Work to complete: In the abstract on genome-wide protein-DNA interactions, why is the regulatory code still poorly understood even though the transcription factors that read it have largely been identified? Answer in one to three sentences.

Text under study:
________________________________________
Genome-wide analysis of protein-DNA interactions


Arttu Jolma1,2, Jian Yan1, Thomas Whitington1, Martin Enge1, Kazuhiro Nitta1,3, Teemu Kivioja1,2, Mikko Taipale1, Juan M. Vaquerizas4, Nicholas M. Luscombe4, Minna Taipale1,2, Esko Ukkonen2, Yutaka Satou5, Patrick Lemaire3,6 and Jussi Taipale1,2

1Karolinska Institutet, Department of Biosciences and Nutrition; 2University of Helsinki, Finland;3IBDML, Marseilles, France; 4EMBL - European Bioinformatics Institute, Cambridge, UK; 5Department of Zoology, University of Kyoto; 6CRBM, MONTPELLIER, France


      Understanding the information encoded in the human genome requires two genetic codes, the first code specifies how mRNA sequence is converted to protein sequence, and the second code determines where and when the mRNAs are expressed. Although the proteins that read the second, regulatory code – transcription factors (TFs) – have been largely identified, the code is poorly understood as it is not known which sequences TFs can bind in the genome. To understand the regulatory code, we have analyzed the occupancy of the majority of all expressed TFs in human colorectal cancer cells, and analyzed the sequence-specific binding of all human TFs using high-throughput SELEX. Comparison of the human binding profiles with those of house mouse and an early chordate, Ciona intestinalis, revealed that the monomer binding specificity of TFs evolves very slowly, and has been almost completely fixed in the entire chordate lineage, despite complete lack of regulatory element conservation between Ciona and Human. However, factors that bind identical sequences as monomers form dimers with different spacing and orientation preferences, that and these preferences appear to evolve much faster than monomer binding preferences, indicating that changes in spacing and orientation preferences of TFs is a potential source of evolutionary novelty. A binding model that is required to understand binding of TFs to the genome, which incorporates information about protein-protein interactions induced by DNA, and inheritance of epigenetic states across cell division will be discussed.
________________________________________
Entries shown:
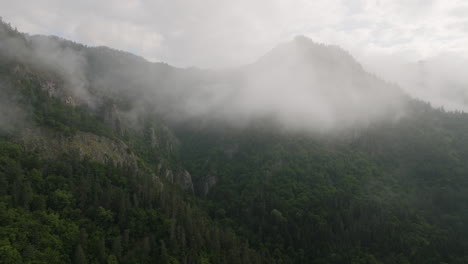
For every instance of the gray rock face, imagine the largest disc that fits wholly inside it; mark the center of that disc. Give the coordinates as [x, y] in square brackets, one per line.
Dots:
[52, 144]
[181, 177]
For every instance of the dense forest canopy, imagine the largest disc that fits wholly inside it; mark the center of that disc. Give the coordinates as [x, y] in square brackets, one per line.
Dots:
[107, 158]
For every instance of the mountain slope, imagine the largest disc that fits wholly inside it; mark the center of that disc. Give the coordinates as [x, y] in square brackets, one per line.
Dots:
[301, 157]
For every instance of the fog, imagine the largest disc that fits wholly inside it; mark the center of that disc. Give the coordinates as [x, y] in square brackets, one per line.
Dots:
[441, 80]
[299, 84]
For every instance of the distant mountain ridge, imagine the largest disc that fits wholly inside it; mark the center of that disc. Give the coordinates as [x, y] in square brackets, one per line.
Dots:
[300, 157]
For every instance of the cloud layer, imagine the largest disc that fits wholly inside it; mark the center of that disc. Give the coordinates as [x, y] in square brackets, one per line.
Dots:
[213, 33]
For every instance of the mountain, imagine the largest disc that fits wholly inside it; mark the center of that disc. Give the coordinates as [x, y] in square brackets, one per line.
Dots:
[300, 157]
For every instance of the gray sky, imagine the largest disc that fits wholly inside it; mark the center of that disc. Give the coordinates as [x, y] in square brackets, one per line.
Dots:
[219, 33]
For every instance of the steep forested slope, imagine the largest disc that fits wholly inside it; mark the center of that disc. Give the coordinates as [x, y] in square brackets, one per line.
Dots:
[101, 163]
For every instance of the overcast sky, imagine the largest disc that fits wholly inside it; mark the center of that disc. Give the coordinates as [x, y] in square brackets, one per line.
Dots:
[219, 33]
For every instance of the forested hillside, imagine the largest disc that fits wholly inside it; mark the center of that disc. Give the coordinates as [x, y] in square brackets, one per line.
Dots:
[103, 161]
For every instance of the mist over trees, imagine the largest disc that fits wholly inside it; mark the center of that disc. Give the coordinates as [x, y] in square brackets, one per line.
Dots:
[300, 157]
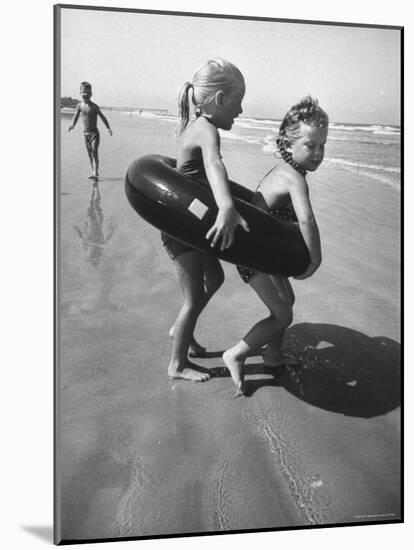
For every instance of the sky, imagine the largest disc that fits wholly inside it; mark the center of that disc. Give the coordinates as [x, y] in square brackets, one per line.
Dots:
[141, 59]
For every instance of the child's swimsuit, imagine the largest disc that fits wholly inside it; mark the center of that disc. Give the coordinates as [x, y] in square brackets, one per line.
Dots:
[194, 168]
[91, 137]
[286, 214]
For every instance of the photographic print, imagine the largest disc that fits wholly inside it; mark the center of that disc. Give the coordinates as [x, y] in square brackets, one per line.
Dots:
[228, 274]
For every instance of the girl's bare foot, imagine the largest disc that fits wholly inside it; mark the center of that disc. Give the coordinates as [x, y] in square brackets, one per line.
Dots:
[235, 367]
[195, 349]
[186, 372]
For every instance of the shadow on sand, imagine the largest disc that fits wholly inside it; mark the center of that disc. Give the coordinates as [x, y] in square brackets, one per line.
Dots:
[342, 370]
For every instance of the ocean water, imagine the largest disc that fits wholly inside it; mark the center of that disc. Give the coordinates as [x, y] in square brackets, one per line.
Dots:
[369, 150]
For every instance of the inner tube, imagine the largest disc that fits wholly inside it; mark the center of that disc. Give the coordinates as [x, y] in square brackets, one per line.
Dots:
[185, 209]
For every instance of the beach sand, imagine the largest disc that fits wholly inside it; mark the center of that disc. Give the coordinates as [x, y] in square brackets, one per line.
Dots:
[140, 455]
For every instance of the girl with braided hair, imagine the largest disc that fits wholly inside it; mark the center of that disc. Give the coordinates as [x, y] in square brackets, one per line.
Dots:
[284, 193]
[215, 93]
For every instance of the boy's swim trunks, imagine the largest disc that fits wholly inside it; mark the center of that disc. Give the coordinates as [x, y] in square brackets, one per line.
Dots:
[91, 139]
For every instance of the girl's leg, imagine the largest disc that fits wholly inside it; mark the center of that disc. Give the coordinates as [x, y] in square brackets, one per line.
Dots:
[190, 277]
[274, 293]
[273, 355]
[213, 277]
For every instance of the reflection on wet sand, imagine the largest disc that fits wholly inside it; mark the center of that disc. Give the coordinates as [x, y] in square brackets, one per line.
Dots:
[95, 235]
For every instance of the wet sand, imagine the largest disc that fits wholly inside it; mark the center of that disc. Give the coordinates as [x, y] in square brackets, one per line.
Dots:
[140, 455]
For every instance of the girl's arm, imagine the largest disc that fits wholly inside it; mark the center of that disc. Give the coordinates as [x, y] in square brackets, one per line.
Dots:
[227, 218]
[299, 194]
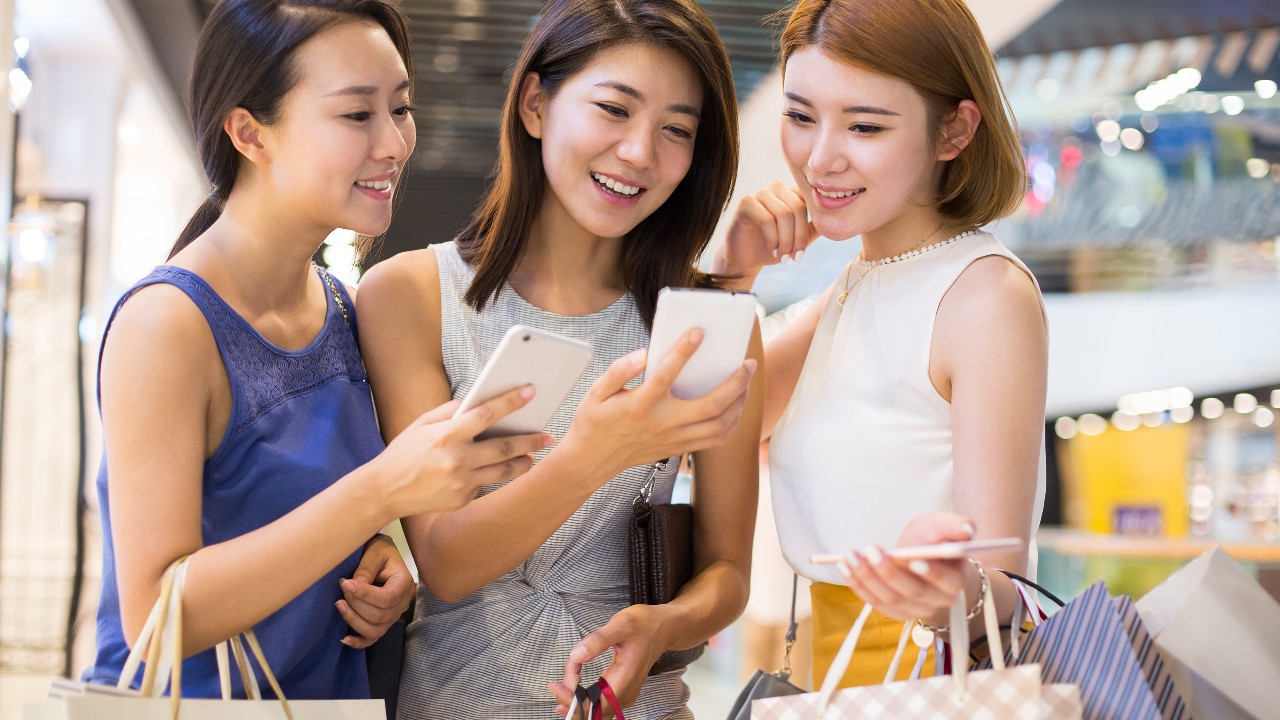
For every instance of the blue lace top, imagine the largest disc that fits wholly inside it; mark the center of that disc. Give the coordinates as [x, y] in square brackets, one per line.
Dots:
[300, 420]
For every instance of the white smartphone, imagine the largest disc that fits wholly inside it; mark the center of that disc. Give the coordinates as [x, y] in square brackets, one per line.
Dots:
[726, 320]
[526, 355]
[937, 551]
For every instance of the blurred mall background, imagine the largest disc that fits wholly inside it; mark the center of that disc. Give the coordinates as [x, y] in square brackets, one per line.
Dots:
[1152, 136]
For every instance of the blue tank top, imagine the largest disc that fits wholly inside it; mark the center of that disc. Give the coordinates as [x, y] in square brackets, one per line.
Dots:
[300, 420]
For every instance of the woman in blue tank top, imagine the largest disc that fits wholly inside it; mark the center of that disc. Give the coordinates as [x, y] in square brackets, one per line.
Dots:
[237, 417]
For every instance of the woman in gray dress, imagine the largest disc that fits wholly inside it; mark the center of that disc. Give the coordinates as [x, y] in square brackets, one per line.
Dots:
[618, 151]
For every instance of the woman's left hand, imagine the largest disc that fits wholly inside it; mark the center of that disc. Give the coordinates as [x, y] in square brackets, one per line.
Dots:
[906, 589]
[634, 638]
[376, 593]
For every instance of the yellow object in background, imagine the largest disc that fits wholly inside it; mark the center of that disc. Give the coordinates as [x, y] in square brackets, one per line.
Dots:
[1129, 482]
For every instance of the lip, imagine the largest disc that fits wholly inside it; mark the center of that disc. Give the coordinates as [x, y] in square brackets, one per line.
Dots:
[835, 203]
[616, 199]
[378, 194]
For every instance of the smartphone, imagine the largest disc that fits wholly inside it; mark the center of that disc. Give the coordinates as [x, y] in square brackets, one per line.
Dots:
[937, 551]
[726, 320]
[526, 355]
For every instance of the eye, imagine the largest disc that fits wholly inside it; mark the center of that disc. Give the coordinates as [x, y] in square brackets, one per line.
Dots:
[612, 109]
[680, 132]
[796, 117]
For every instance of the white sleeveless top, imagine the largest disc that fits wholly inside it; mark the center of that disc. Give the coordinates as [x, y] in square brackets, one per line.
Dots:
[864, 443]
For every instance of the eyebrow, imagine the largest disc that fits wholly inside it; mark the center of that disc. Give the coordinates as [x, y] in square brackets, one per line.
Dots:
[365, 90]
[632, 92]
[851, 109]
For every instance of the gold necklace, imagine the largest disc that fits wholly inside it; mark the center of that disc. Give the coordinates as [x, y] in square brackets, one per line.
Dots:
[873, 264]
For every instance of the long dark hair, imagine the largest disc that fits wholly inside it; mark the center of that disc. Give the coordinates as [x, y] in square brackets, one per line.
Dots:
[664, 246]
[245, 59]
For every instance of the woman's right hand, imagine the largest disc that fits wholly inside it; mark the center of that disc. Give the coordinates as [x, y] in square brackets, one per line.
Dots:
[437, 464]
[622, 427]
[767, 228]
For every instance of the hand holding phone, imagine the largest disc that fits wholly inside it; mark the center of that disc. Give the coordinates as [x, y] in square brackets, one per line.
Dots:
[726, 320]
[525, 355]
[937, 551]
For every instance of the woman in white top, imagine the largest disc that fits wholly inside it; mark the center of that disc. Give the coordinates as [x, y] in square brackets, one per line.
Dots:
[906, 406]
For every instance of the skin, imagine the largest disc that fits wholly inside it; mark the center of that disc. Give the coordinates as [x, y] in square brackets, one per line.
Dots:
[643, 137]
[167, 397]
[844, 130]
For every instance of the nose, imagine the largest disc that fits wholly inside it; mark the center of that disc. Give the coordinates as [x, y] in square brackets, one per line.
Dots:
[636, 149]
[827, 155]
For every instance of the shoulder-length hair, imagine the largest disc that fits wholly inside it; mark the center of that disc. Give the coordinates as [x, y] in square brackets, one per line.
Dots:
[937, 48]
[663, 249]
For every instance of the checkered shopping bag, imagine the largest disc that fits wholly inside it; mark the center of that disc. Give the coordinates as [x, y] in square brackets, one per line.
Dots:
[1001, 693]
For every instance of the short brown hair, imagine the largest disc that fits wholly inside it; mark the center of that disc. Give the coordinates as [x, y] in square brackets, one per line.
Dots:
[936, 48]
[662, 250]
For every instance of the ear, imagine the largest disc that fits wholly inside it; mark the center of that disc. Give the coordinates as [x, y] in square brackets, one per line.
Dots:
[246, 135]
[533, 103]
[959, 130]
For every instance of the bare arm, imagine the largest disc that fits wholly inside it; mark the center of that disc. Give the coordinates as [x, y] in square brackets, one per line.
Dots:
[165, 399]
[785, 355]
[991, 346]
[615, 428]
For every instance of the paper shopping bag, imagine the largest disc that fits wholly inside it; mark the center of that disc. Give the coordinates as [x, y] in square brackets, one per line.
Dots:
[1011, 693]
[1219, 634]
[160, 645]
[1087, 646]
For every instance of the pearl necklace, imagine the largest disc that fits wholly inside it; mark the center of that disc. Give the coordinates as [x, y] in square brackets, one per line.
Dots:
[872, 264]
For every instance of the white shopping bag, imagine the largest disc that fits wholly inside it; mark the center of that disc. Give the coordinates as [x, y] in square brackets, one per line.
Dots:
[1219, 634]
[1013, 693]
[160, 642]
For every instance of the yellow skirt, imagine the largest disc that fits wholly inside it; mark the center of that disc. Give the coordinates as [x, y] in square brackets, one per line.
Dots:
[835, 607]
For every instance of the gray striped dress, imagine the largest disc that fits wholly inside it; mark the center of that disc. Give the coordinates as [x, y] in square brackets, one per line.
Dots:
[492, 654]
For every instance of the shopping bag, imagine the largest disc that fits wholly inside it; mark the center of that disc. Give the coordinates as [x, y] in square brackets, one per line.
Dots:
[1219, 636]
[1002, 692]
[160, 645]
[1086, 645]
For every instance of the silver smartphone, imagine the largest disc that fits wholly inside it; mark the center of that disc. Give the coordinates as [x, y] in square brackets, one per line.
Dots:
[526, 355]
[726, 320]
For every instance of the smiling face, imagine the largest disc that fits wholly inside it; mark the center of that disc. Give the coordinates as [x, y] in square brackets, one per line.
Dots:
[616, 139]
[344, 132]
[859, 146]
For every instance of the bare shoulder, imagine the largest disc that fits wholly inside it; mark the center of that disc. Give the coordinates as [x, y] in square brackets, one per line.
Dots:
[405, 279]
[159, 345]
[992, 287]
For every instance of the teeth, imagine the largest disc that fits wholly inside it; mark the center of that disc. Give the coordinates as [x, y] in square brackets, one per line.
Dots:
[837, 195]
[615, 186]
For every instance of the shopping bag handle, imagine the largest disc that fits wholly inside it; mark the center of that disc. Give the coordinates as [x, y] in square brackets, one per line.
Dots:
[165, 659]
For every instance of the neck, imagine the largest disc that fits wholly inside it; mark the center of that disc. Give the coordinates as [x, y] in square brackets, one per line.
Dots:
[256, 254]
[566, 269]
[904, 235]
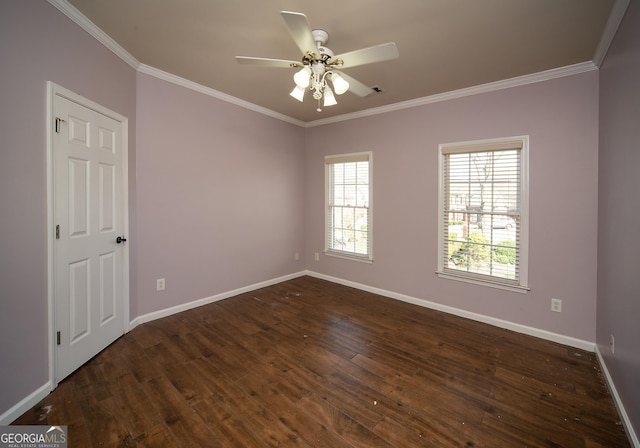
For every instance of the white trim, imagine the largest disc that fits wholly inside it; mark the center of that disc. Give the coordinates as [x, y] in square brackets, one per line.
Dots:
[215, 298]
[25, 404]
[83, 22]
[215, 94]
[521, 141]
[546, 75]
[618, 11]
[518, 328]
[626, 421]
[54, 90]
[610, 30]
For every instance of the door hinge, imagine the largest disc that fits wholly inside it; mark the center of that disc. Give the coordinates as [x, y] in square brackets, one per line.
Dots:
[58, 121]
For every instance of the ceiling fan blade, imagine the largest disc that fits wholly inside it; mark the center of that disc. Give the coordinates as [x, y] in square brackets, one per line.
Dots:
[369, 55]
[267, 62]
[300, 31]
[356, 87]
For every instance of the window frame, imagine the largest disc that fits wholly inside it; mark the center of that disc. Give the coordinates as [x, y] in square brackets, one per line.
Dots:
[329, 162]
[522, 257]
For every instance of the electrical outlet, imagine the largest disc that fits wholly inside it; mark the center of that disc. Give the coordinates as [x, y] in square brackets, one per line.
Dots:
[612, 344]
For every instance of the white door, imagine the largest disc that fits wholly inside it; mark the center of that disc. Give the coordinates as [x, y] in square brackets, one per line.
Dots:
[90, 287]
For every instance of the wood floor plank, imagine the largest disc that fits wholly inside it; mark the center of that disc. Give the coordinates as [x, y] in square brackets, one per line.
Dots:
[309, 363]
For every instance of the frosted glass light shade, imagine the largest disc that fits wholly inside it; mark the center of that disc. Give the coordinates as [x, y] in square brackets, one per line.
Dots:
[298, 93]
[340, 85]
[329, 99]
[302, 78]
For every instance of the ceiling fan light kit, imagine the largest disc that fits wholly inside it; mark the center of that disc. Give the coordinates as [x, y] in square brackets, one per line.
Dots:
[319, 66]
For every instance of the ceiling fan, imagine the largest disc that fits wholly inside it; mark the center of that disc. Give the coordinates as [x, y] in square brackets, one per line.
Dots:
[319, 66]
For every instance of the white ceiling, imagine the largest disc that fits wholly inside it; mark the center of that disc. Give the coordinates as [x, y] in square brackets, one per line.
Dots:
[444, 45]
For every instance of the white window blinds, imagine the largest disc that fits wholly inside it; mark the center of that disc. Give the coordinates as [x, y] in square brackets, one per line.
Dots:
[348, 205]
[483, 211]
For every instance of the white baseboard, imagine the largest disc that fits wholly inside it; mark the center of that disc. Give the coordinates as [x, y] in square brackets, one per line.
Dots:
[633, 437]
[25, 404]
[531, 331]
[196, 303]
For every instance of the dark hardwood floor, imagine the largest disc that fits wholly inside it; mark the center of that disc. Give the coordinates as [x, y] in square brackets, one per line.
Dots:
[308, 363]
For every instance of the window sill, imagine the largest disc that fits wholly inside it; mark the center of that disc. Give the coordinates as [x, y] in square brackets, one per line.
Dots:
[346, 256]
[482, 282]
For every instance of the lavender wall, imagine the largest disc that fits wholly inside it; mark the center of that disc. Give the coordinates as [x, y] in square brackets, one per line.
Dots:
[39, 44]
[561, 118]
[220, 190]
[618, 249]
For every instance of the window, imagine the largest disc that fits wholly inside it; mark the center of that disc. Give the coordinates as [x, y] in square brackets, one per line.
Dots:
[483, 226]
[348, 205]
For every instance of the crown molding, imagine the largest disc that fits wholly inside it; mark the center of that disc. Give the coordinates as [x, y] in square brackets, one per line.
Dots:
________________________________________
Expected output: It is not known which sequences transcription factors can bind in the genome.